> **What to produce**:
Convert the rows below into a numbered list with each line as its own item, leaving out the blank lines.

> **Data rows**:

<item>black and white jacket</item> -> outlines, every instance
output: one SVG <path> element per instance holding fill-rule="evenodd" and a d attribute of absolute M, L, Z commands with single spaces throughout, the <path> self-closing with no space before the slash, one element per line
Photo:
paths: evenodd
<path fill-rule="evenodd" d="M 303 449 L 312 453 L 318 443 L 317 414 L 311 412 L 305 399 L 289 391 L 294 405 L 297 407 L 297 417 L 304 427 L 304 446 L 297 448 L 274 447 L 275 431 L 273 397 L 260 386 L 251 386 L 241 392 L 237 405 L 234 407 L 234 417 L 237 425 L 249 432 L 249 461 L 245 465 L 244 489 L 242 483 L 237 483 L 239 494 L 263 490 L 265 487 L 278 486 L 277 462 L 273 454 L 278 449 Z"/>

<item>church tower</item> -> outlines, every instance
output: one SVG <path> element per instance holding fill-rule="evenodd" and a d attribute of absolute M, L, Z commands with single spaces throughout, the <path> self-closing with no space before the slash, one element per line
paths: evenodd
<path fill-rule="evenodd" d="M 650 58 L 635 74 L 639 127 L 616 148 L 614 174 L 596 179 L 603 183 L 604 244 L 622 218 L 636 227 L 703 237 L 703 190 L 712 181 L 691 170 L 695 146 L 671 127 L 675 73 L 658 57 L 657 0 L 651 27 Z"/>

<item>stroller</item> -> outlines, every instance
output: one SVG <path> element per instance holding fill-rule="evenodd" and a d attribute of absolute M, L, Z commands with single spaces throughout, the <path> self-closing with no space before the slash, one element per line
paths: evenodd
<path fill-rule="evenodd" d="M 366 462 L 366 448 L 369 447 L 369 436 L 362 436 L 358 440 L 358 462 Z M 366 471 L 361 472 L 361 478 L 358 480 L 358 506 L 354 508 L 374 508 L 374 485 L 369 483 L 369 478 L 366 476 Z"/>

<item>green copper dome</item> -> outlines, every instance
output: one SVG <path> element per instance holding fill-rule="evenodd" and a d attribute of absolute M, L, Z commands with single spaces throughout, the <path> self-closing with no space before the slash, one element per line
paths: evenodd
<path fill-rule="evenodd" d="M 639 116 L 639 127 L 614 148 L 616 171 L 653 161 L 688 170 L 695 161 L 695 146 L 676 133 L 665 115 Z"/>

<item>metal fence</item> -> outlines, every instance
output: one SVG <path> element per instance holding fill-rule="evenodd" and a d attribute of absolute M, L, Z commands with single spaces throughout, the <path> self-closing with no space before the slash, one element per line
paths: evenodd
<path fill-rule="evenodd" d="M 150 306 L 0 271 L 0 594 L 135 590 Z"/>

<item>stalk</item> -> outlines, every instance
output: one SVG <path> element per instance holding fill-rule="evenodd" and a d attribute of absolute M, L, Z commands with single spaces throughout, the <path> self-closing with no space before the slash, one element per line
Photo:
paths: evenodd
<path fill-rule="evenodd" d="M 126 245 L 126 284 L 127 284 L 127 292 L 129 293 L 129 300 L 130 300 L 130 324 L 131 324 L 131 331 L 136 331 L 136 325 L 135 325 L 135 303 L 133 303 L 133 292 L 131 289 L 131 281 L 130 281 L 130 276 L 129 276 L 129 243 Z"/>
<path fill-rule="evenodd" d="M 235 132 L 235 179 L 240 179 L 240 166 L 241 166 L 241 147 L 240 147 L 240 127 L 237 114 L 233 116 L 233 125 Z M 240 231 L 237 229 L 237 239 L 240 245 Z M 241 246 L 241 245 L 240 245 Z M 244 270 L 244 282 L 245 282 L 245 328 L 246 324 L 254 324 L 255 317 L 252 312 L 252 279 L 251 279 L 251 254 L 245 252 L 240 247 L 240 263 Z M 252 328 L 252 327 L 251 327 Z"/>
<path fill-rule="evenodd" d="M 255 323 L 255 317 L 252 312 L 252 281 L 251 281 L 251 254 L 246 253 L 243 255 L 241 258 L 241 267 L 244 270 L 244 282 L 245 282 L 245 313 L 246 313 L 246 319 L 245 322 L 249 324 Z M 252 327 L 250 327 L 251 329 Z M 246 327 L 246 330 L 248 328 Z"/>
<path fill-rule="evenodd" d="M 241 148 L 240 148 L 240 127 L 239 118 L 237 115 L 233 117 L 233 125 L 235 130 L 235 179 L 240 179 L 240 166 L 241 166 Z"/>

> **Full output**:
1. <item>black and white jacket</item> -> outlines, every instance
2. output: one SVG <path> element per instance holding fill-rule="evenodd" and a d attribute of absolute M, L, Z commands with single spaces throughout, the <path> self-closing with no space before the slash, one element per line
3. Photo:
4. paths: evenodd
5. <path fill-rule="evenodd" d="M 303 449 L 312 453 L 318 443 L 317 414 L 311 412 L 305 399 L 289 391 L 294 405 L 297 407 L 297 417 L 304 427 L 304 446 L 297 448 L 274 447 L 275 431 L 273 397 L 260 386 L 251 386 L 241 392 L 237 405 L 234 407 L 234 417 L 237 425 L 249 432 L 249 461 L 245 465 L 244 489 L 242 483 L 237 483 L 239 494 L 263 490 L 265 487 L 278 486 L 277 462 L 273 454 L 278 449 Z"/>
6. <item>church tower</item> -> outlines, every instance
7. output: one SVG <path> element per instance holding fill-rule="evenodd" and a d attribute of absolute M, L, Z commands with single spaces throughout, the <path> self-closing with no space before the slash, one element per line
8. paths: evenodd
9. <path fill-rule="evenodd" d="M 650 58 L 635 74 L 639 127 L 616 148 L 614 174 L 596 179 L 603 183 L 604 244 L 622 218 L 636 227 L 703 237 L 703 190 L 712 181 L 691 170 L 695 146 L 671 127 L 675 73 L 658 57 L 657 0 L 651 27 Z"/>
10. <item>stroller</item> -> outlines, every instance
11. output: one SVG <path> element per instance holding fill-rule="evenodd" and a d attribute of absolute M, L, Z commands with single spaces throughout, the <path> self-closing with no space before the slash, one element per line
12. paths: evenodd
13. <path fill-rule="evenodd" d="M 366 462 L 366 448 L 369 447 L 369 436 L 362 436 L 358 440 L 358 462 Z M 366 471 L 361 472 L 361 478 L 358 480 L 358 506 L 354 508 L 374 508 L 374 485 L 369 483 L 369 478 L 366 476 Z"/>
14. <item>green copper dome</item> -> outlines, every instance
15. output: one SVG <path> element per instance holding fill-rule="evenodd" and a d attribute of absolute M, L, Z commands with single spaces throughout, the <path> self-closing with no space before the slash, one element per line
16. paths: evenodd
17. <path fill-rule="evenodd" d="M 639 116 L 639 127 L 614 148 L 616 171 L 653 161 L 688 170 L 695 161 L 695 146 L 676 133 L 665 115 Z"/>
18. <item>metal fence</item> -> outlines, every instance
19. output: one SVG <path> element per instance holding fill-rule="evenodd" and a d attribute of absolute M, L, Z commands with single spaces throughout, the <path> self-closing with no space before the slash, one element per line
20. paths: evenodd
21. <path fill-rule="evenodd" d="M 150 306 L 0 271 L 0 594 L 135 590 Z"/>
22. <item>stalk</item> -> outlines, every instance
23. output: one SVG <path> element per instance holding fill-rule="evenodd" and a d attribute of absolute M, L, Z commands with single spaces throughout, the <path> self-closing with no space before the slash, one element per line
24. Photo:
25. paths: evenodd
26. <path fill-rule="evenodd" d="M 126 245 L 126 284 L 127 284 L 127 292 L 129 293 L 129 300 L 130 300 L 130 324 L 131 324 L 131 331 L 136 331 L 136 325 L 135 325 L 135 303 L 133 303 L 133 292 L 131 289 L 131 281 L 130 281 L 130 276 L 129 276 L 129 243 Z"/>
27. <path fill-rule="evenodd" d="M 235 132 L 235 179 L 240 179 L 240 166 L 241 166 L 241 147 L 240 147 L 240 127 L 237 114 L 233 116 L 233 125 Z M 240 231 L 237 229 L 237 239 L 240 245 Z M 241 246 L 241 245 L 240 245 Z M 244 270 L 244 282 L 245 282 L 245 328 L 246 324 L 254 324 L 255 317 L 252 312 L 252 279 L 251 279 L 251 254 L 245 252 L 240 247 L 240 263 Z M 252 328 L 252 327 L 251 327 Z"/>
28. <path fill-rule="evenodd" d="M 255 323 L 255 317 L 252 312 L 252 281 L 251 281 L 251 254 L 246 253 L 243 255 L 241 258 L 241 267 L 244 270 L 244 282 L 245 282 L 245 313 L 246 313 L 246 319 L 245 322 L 249 324 Z M 252 327 L 250 327 L 251 329 Z M 246 327 L 246 330 L 248 328 Z"/>
29. <path fill-rule="evenodd" d="M 241 148 L 240 148 L 240 127 L 239 118 L 237 115 L 233 117 L 233 125 L 235 130 L 235 179 L 240 179 L 240 166 L 241 166 Z"/>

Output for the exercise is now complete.